(Stored data entries)
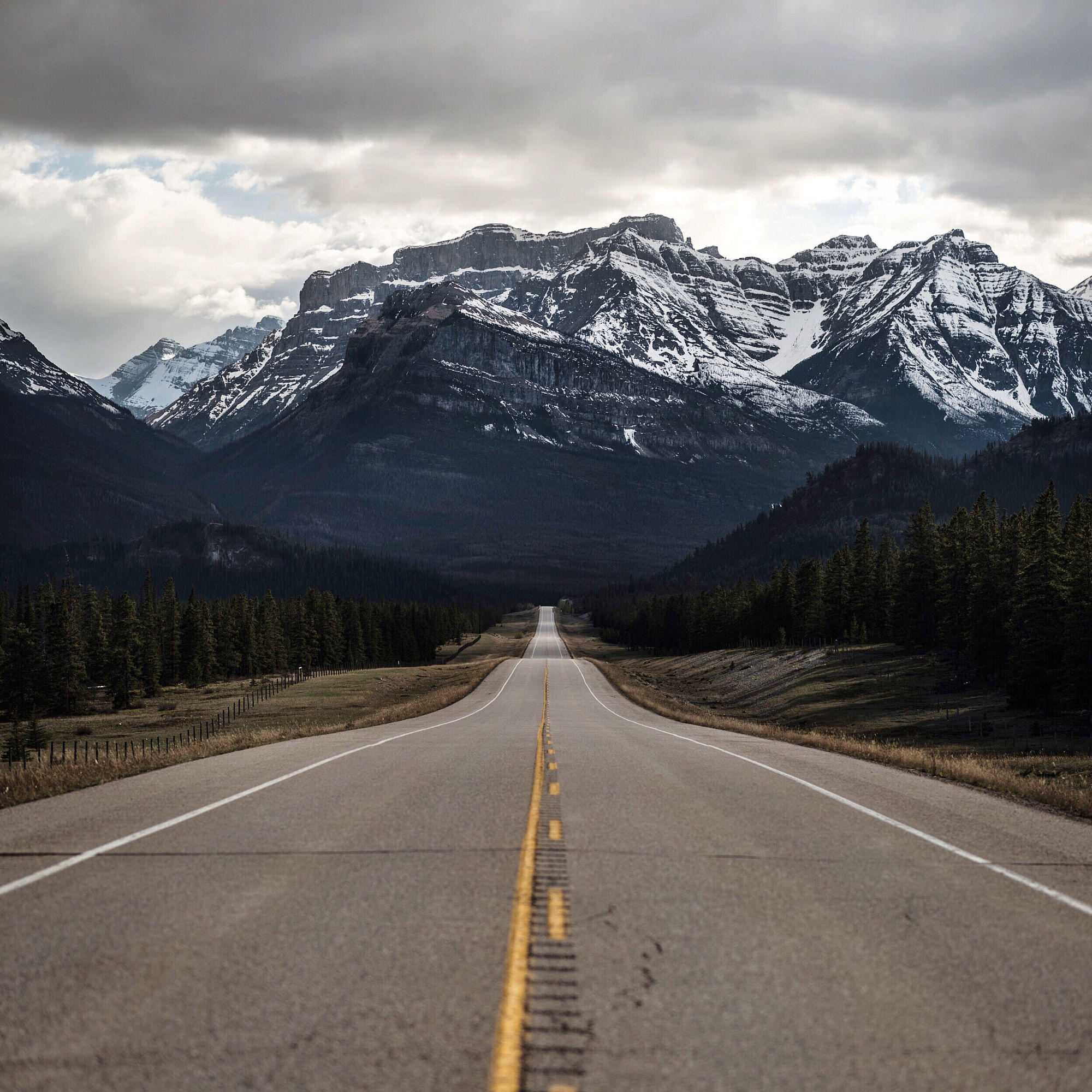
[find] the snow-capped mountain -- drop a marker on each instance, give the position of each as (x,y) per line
(490,260)
(165,371)
(686,315)
(937,340)
(951,348)
(74,465)
(464,434)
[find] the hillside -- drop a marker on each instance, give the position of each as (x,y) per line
(886,484)
(225,560)
(74,466)
(474,441)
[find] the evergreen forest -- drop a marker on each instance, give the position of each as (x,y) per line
(62,643)
(1010,597)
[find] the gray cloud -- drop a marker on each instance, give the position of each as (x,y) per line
(381,124)
(994,96)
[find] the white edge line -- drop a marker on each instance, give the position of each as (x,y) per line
(974,858)
(168,824)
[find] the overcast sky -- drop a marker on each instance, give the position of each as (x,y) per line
(173,169)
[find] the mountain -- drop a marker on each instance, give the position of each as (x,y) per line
(887,484)
(951,348)
(279,373)
(225,560)
(165,371)
(75,466)
(467,436)
(684,315)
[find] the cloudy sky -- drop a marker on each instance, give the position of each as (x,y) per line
(175,169)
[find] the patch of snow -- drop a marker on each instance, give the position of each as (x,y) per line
(803,331)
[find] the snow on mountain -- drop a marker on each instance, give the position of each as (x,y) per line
(165,371)
(25,371)
(952,348)
(490,260)
(453,414)
(686,315)
(76,467)
(939,340)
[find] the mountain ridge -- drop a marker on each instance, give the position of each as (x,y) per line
(168,370)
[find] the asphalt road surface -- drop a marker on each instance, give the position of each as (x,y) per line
(741,915)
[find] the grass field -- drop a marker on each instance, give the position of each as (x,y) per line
(317,706)
(871,702)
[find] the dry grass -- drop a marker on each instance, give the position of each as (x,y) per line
(901,725)
(509,638)
(318,707)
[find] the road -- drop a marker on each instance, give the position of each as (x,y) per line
(732,913)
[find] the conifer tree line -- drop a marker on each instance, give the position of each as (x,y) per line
(61,642)
(1010,596)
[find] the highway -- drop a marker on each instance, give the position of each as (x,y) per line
(708,911)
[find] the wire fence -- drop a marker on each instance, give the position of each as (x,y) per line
(94,751)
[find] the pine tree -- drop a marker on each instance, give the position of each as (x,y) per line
(19,683)
(836,585)
(887,572)
(1078,624)
(863,583)
(920,581)
(954,622)
(66,671)
(810,600)
(170,636)
(1037,623)
(125,651)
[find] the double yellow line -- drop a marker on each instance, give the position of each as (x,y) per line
(508,1046)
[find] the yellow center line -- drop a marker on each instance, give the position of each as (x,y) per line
(508,1043)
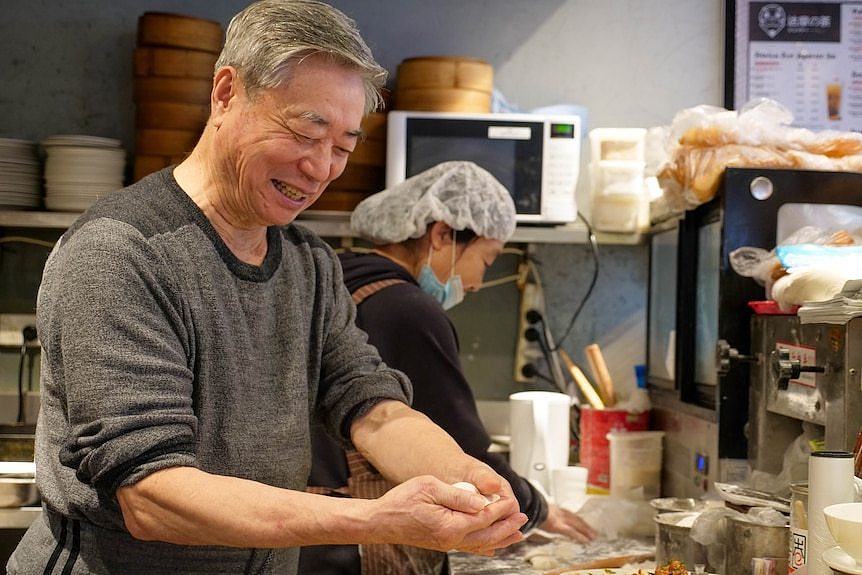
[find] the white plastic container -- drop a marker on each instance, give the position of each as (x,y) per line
(615,177)
(636,458)
(617,144)
(539,424)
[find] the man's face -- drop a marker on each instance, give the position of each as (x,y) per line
(280,150)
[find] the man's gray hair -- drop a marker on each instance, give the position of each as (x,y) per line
(269,37)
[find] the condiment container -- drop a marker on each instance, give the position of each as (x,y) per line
(798,540)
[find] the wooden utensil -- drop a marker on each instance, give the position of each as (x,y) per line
(583,383)
(600,371)
(606,563)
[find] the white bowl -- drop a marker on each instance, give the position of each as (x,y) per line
(845,523)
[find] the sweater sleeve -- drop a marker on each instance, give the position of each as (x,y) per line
(114,336)
(415,336)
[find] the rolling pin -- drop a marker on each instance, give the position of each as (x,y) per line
(607,563)
(584,384)
(600,370)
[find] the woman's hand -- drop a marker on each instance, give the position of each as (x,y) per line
(568,523)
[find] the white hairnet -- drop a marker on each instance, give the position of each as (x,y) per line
(460,194)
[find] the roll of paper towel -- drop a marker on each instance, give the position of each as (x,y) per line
(830,480)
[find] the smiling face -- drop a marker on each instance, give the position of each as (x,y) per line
(276,152)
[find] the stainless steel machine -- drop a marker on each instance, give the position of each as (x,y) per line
(802,373)
(701,360)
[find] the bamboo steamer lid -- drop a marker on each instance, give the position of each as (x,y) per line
(179,31)
(163,89)
(174,62)
(171,115)
(445,72)
(165,142)
(443,100)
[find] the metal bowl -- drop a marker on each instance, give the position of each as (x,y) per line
(18,492)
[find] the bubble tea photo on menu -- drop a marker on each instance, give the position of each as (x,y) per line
(833,100)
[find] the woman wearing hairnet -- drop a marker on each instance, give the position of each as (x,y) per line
(435,235)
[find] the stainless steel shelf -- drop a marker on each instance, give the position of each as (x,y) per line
(337,225)
(18,517)
(21,219)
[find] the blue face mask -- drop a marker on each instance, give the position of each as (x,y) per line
(449,294)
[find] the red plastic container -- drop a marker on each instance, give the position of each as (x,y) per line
(595,448)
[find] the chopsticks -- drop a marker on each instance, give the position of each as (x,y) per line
(607,563)
(600,371)
(583,383)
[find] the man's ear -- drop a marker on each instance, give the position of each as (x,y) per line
(225,88)
(440,235)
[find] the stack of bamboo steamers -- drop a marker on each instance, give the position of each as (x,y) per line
(424,83)
(174,63)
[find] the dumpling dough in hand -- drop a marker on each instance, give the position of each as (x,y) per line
(470,487)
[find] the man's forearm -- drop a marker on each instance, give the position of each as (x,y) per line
(402,443)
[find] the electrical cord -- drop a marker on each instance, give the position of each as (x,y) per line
(594,250)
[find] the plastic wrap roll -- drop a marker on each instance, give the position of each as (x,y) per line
(830,480)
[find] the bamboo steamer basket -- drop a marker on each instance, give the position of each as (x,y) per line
(171,115)
(174,62)
(443,100)
(360,177)
(147,164)
(163,89)
(179,31)
(165,142)
(374,126)
(337,200)
(445,72)
(444,84)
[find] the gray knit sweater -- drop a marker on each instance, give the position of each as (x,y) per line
(161,349)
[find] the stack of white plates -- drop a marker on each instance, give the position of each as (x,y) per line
(20,177)
(81,169)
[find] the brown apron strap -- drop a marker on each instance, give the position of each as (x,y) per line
(365,482)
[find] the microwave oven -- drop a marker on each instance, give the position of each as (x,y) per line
(536,157)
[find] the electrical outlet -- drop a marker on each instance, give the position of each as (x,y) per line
(12,326)
(527,351)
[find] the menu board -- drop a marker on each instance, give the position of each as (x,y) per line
(805,55)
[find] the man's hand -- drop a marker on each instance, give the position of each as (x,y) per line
(568,523)
(426,512)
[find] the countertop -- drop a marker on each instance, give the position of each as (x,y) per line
(540,553)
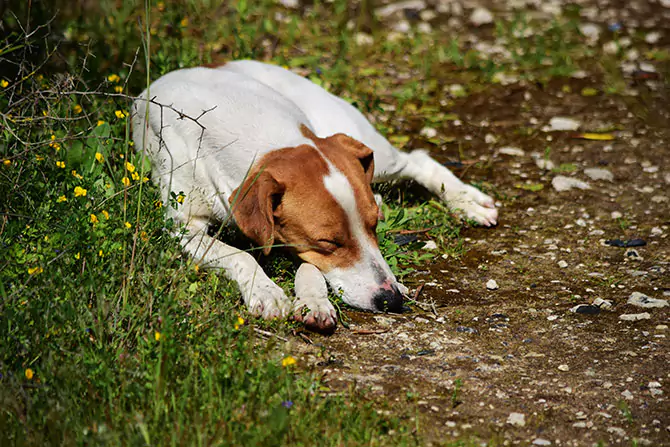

What this task involves →
Repeat the records above verbatim, dropping the pictures.

Output below →
[find] the snow-capped mountain -- drop a marker on each instance, give the position of each as (x,y) per line
(490,260)
(165,371)
(686,315)
(937,340)
(951,348)
(74,465)
(464,434)
[find] the hillside -- drop a marker on each instance, give the position of each as (x,y) per line
(886,484)
(225,560)
(74,466)
(474,441)
[find] the evergreen forest -- drop a marker on each instance, give the position of each as (x,y) per line
(62,643)
(1010,597)
[find] the gray cloud -- drop a marker on each instance, give the position of each as (x,y) per line
(381,124)
(994,96)
[find] the white edge line -- drop a marker on each instance, give the position of each as (x,y) per line
(974,858)
(168,824)
[find] the overcast sky -- drop a marker on each instance, give the position of each as (x,y) per line
(173,169)
[find] the mountain -- drop a marker on each instance, give the position of each as (x,y) per line
(887,484)
(951,348)
(279,373)
(225,560)
(165,371)
(75,466)
(467,436)
(684,315)
[find] the cloudy sky -- drop a marker on each instance, give the position of each as (x,y) per line
(175,169)
[find] the patch of snow -- drop a marker on each instance, give the position of each as (x,y) per line
(803,331)
[find] the snow on mountain -- drop a marker on each instance, give the position of each as (x,y) per line
(165,371)
(25,371)
(952,348)
(490,260)
(453,414)
(686,315)
(76,467)
(939,340)
[find] the mountain ridge -- drop a marker on each instance, give the position of each as (x,y) per line
(168,370)
[find] the asphalt road surface -- drop a marker on each instance, give the position of each as (x,y) per line
(741,915)
[find] the grass field -- drop a marker on each instance, give the position of each as (x,y) per line
(317,706)
(871,702)
[find] the dry grass -- drop a marker on each instance, give the position of each as (x,y) per line
(901,725)
(509,638)
(318,707)
[find] the road -- drop a marker on each instance, give the position of each as (x,y) per line
(732,913)
[find] the conifer tree line -- drop a marker on each instance, give the position of each as (x,y) per line
(61,642)
(1010,596)
[find] the highway -- drop a marker on each instance, give the position of each as (x,y) per line
(708,911)
[find] the wire fence -- drop a marker on each instance, give the position of each as (x,y) per line
(94,751)
[find] the pine tree -- drop a marker on each instance, give the position of each as (x,y) per line
(19,683)
(836,585)
(887,572)
(1078,624)
(863,583)
(920,581)
(954,622)
(66,671)
(810,600)
(170,636)
(1037,623)
(125,651)
[find] the double yellow line -- drop a marker on each instance, give the position of each as (x,y) per line
(508,1046)
[find] the yellow center line -- drop a marker on each instance, give the position of each as (x,y) per line
(508,1043)
[find] the white plastic container -- drop a marker on each instance, give the position of each as (x,y) per line
(615,177)
(636,458)
(617,144)
(539,424)
[find] the man's face -- drop a marker on each instance, give the position of each as (x,y) per line
(280,150)
[find] the man's gray hair -- drop a marker on each instance, give the position of each as (x,y) per line
(269,37)
[find] the condiment container -- drop a marker on each instance, give the position of each as (x,y) per line
(798,540)
[find] the wooden utensil -- drop a marker on each instance, give the position of each as (x,y) per line
(583,383)
(600,371)
(606,563)
[find] the white bowl -- drop a marker on each instance, give the position of each as (x,y) per line
(845,523)
[find] the sweater sleeve -- drop a marker on each instance, give the position of each as (x,y) per line
(114,336)
(415,336)
[find] the rolling pin -- drop a marker on each instance, give the position of each as (x,y) per line
(607,563)
(584,384)
(600,370)
[find] the woman's hand -- drop a marker on each instance, give the position of each as (x,y) per line
(568,523)
[find] the white hairnet -- drop a marker on each instance, give the position of each as (x,y) per line
(460,194)
[find] the roll of paper towel -- drop a marker on each instance, give the position of each as (x,y) per line
(830,480)
[find] the smiling face -- drop a marker on each instance, give the position of each as (x,y) per line
(276,152)
[find] the stainless steel machine -- drop a marker on each instance, give the position of each as (x,y) per line
(802,373)
(701,360)
[find] the bamboo steamer lid -- drop a marker on each instance, give the position of each as (x,y) per line
(179,31)
(163,89)
(174,62)
(171,115)
(445,72)
(165,142)
(443,100)
[find] the metal bowl -- drop a marker on each instance, give the position of each as (x,y) per line
(18,492)
[find] the bubble tea photo on menu -- drop a marker on each instance, give the position of each as (x,y) per line
(833,100)
[find] the woman wearing hairnet -- drop a marker on each instance, give the position of each as (x,y) per line
(435,235)
[find] the stainless steel shelf -- drop a marker on each instance, give the position of each as (x,y) per line
(337,225)
(18,517)
(21,219)
[find] the blue face mask -- drop a marker on each instance, give the position of each as (x,y) per line
(449,294)
[find] the red plastic container -- drop a marker on each instance, give the position of each as (x,y) per line
(595,448)
[find] the chopsticks -- drop a marker on each instance, give the position of each as (x,y) per line
(607,563)
(600,371)
(583,383)
[find] the man's ear -- drop a marker on each instance, give the position of each as (x,y) per line
(225,88)
(440,235)
[find] the stack of bamboo steamers -- drop a marker on each instance, give the position of each as (x,y) per line
(424,83)
(174,63)
[find] the dumpling dough in hand -- drop a marker on each instance, give the position of each as (x,y) per line
(470,487)
[find] the man's forearm -- drop a marker on each instance, give the position of each as (x,y) per line
(402,443)
[find] the electrical cord -- drop a marker on each instance, give the position of each as (x,y) per line
(594,250)
[find] the plastic wrap roll -- drop a marker on each instance, give the position of each as (x,y) per line
(830,480)
[find] the bamboo steamer basket -- drop a marker on each instance, give the position of each as (x,y) per line
(171,115)
(174,62)
(443,100)
(360,177)
(147,164)
(163,89)
(179,31)
(165,142)
(374,126)
(337,200)
(445,72)
(444,84)
[find] the gray knit sweater -- drop a marker on each instance, give the position of each as (x,y) per line
(161,349)
[find] the stack of white plates -- drop a marker on each instance, give the position of each as (x,y) per line
(20,177)
(81,169)
[find] the brown apron strap -- drop a marker on each instance, give the position of each as (x,y) per line
(365,482)
[find] the microwave oven -- drop a marker on each instance, give the position of each as (x,y) per line
(536,157)
[find] the electrical outlet -- drop a marker on each instance, give the position of each as (x,y) per line
(12,326)
(527,351)
[find] the menu board -- drop a marker on each instance, give the position of each as (x,y) per line
(805,55)
[find] the man's hand -- drop a marker on each instance, give the position of each as (x,y) per line
(568,523)
(426,512)
[find] the countertop -- drop a marker on each instance, give the position of each as (x,y) per line
(540,553)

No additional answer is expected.